■ **Your task**
Copy every line below word for word, without changing anything.
==============================
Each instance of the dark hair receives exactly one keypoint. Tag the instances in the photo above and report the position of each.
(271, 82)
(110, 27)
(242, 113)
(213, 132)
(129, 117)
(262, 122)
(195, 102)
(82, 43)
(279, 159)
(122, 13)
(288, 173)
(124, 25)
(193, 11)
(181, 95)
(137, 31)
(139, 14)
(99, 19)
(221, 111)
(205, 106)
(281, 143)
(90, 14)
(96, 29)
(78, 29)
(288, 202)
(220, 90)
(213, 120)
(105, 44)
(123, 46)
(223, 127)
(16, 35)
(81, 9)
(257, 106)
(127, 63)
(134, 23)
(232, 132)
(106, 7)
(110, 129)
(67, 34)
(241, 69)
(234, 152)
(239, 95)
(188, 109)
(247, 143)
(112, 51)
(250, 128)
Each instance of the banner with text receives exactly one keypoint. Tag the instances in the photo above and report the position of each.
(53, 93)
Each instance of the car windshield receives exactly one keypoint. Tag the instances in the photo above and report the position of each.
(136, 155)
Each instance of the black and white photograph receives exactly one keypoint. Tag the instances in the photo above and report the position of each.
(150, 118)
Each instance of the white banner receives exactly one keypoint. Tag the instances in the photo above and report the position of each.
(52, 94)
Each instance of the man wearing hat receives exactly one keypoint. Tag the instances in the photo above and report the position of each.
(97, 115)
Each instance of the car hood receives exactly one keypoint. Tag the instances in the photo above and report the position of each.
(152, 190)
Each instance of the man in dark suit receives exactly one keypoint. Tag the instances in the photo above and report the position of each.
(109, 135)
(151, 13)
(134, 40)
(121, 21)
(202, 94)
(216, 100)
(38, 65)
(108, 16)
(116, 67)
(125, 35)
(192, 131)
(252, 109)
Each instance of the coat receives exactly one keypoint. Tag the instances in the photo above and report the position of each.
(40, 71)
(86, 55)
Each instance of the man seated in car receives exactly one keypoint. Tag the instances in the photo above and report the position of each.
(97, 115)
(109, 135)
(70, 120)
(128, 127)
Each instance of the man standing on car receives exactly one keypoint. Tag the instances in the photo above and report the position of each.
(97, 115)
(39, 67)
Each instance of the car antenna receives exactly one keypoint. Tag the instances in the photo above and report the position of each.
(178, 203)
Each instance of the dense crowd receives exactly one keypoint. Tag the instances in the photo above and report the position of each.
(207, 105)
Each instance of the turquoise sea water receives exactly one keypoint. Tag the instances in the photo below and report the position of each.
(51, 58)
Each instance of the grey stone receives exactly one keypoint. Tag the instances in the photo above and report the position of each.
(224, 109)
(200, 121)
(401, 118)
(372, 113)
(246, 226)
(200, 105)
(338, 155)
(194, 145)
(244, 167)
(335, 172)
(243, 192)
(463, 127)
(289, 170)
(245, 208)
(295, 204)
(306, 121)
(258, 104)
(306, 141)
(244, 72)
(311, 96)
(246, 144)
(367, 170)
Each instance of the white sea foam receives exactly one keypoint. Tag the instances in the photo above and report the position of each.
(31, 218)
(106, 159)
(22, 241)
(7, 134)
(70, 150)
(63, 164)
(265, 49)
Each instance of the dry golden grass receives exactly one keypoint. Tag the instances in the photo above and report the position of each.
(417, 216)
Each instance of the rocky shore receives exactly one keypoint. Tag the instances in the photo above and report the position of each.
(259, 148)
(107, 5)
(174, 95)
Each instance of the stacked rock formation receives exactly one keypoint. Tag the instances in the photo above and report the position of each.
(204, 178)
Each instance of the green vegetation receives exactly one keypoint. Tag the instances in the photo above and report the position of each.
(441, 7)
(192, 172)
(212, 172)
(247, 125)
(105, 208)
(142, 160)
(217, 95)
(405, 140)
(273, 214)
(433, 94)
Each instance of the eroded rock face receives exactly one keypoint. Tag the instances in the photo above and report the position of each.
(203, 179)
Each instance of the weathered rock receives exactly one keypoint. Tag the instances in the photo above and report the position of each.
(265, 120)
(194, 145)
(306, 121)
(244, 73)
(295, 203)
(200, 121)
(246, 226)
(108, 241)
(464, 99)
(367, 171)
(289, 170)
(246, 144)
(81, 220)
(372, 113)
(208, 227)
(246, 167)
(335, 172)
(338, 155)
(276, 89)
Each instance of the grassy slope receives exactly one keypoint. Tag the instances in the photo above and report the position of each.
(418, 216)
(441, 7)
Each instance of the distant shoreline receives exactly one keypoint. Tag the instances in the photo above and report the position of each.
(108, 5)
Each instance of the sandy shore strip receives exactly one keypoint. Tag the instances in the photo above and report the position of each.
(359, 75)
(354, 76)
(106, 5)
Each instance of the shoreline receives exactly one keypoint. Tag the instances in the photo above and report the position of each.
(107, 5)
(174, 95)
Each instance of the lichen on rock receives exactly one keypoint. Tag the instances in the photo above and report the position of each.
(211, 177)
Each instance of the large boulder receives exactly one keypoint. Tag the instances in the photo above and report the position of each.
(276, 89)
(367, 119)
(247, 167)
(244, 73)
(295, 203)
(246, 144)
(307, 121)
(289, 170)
==============================
■ **Written solution**
Each instance of the dark hair receives exactly one keypoint. Tag the instances in the photo above and report the position of each.
(271, 82)
(110, 27)
(242, 113)
(213, 132)
(129, 117)
(262, 122)
(195, 102)
(82, 43)
(279, 159)
(122, 13)
(288, 173)
(124, 25)
(193, 11)
(181, 95)
(137, 31)
(139, 14)
(99, 19)
(221, 111)
(205, 106)
(281, 143)
(90, 14)
(96, 29)
(78, 29)
(288, 202)
(220, 90)
(213, 120)
(105, 44)
(123, 46)
(223, 127)
(16, 35)
(81, 9)
(257, 106)
(127, 63)
(134, 23)
(232, 132)
(106, 7)
(110, 129)
(67, 34)
(241, 69)
(234, 152)
(239, 95)
(188, 109)
(247, 143)
(112, 51)
(250, 128)
Each instance of the banner with text receives exactly one keypoint. Tag the instances in the photo above and report the position of each.
(53, 93)
Each instance of the car windshield receives exactly one keypoint. Tag the instances in the photo above and report the position of each.
(136, 155)
Each instance of the black and white photograph receives exactly one keypoint. Tag the instances in the photo above and report the position of each.
(150, 118)
Each instance of the white banner receives exactly one keypoint. Tag the instances in the photo above and report the position of each.
(52, 94)
Each instance of the man wearing hat receives exactly one keypoint. Tag the instances in the photo above and report the position of each.
(97, 115)
Each instance of the car hood receives exactly one keypoint. Tag the instances in the photo above and report the position of each.
(152, 190)
Each instance of the man in dark suit receives exactly one keypoint. Tag the instances in the photo above and report the position of each.
(109, 135)
(151, 13)
(134, 40)
(121, 21)
(202, 94)
(216, 100)
(38, 65)
(108, 16)
(116, 67)
(125, 35)
(192, 131)
(252, 109)
Each instance of the coat receives exactly one keypoint. Tag the instances in the photo above and report the position of each.
(40, 71)
(86, 55)
Each instance of the man seated in car receives exactly one keypoint. Tag the instances in the photo above and report the position of each.
(97, 115)
(109, 135)
(70, 120)
(128, 127)
Each instance of the man standing on car receives exactly one keypoint. Tag the instances in the photo above and report the position of each.
(97, 115)
(39, 67)
Each instance of the car antenna receives exactly one keypoint. Tag the instances in the photo above and report the position of each.
(178, 203)
Each instance of the dense crowd receives exactly one keypoint. Tag the instances in the photo above and report the position of each.
(207, 105)
Each instance of the turquoise sea water receives exactly one keypoint. Tag the instances in the photo below and report the position of each.
(51, 58)
Each instance of the grey stone receives exactly one keypoint. Tag the instances in the photo above and report the position of each.
(224, 109)
(200, 121)
(401, 118)
(372, 113)
(246, 226)
(200, 105)
(338, 155)
(194, 145)
(244, 167)
(335, 172)
(243, 192)
(463, 127)
(289, 170)
(245, 208)
(295, 204)
(306, 121)
(258, 104)
(306, 141)
(244, 72)
(311, 96)
(246, 144)
(367, 170)
Each instance of the white sea foam receives exactly one keypoint. Tag the instances in the photo above and report the position of each.
(31, 218)
(106, 159)
(22, 241)
(7, 134)
(70, 150)
(63, 164)
(265, 49)
Each instance of the dry golden grass receives exactly one keypoint. Tag the instances in the photo above and report the position of each.
(417, 216)
Each instance of the rocky shore receives exactly one keypoint. Tag the instances in the photo above and report the position of each.
(259, 148)
(107, 5)
(174, 95)
Each instance of the stacked rock formation receives exactly one keypoint. Tag the instances in the photo above and report the position of each.
(204, 178)
Each instance of the green vegetation receives exactly one keypoint. Tag the instances in the photo above and report the position of each.
(441, 7)
(192, 172)
(212, 172)
(247, 125)
(105, 208)
(142, 160)
(217, 95)
(405, 140)
(273, 214)
(433, 94)
Each instance of the eroded rock face receives exactly one keypoint. Tag the instances in the photo above and report the position of each.
(203, 179)
Each instance of the weathered rock receives exactly one keypoint. Tag the instances in the photo above and report the position of each.
(265, 120)
(194, 145)
(306, 121)
(244, 73)
(295, 203)
(200, 121)
(246, 226)
(108, 241)
(464, 99)
(367, 171)
(289, 170)
(246, 144)
(81, 220)
(372, 113)
(208, 227)
(246, 167)
(335, 172)
(338, 155)
(276, 89)
Each instance of the grassy slope receives exactly one keypoint. Tag the instances in the photo above and report the position of each.
(418, 216)
(441, 7)
Each instance of the distant shoreline receives exactly one keypoint. Tag the instances in the photo above and report the position of each.
(108, 5)
Each instance of the sandy shore strip receives exactly one keypoint. Tag the instances in the photo above and report the position of each.
(359, 75)
(354, 76)
(106, 5)
Each instance of the shoreline receives exactly one keypoint. Tag the instances in the photo above and report the position of each.
(107, 5)
(174, 95)
Each instance of the lichen on rock receives exactly one keypoint. Tag the instances in the photo above and report the position of each.
(211, 177)
Each instance of the large boulder receives exactly one keypoint. Tag the instances in the photo above and report the position of each.
(276, 89)
(367, 119)
(247, 167)
(244, 73)
(295, 203)
(246, 144)
(307, 121)
(289, 170)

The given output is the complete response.